## START

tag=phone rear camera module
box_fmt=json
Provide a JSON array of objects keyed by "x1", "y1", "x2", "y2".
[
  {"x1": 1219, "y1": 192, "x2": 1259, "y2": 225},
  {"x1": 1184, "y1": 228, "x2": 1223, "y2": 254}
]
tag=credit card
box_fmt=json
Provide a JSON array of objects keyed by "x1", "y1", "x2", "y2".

## END

◆ INSTRUCTIONS FOR THE TASK
Copy every line of the material above, requests included, and shift each bounding-box coordinate in the answers up by 76.

◆ FINAL RESULT
tag=phone rear camera module
box_fmt=json
Provide a JSON array of objects keyed by "x1", "y1", "x2", "y2".
[
  {"x1": 1295, "y1": 268, "x2": 1335, "y2": 301},
  {"x1": 1260, "y1": 304, "x2": 1299, "y2": 330}
]
tag=credit card
box_fmt=json
Provide a JSON array of objects keyed by "x1", "y1", "x2", "y2".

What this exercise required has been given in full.